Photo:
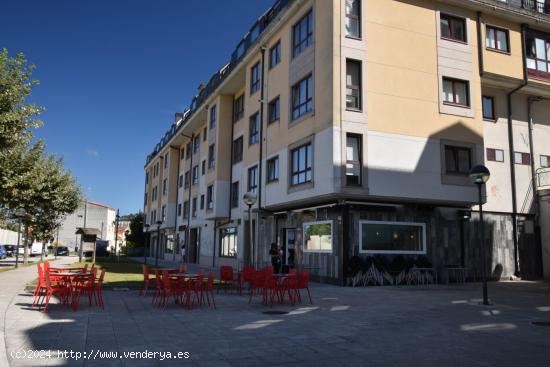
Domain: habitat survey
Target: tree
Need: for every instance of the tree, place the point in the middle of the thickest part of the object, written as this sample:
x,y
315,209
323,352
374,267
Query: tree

Prompt>
Copy the records above word for word, keeping every line and its order but leaving out the pictures.

The response>
Photo:
Domain: habitat survey
Target: tree
Need: for every instance of the tree, place the point in the middle of the thickest part of the object, written as this sample:
x,y
315,209
323,352
374,267
Query: tree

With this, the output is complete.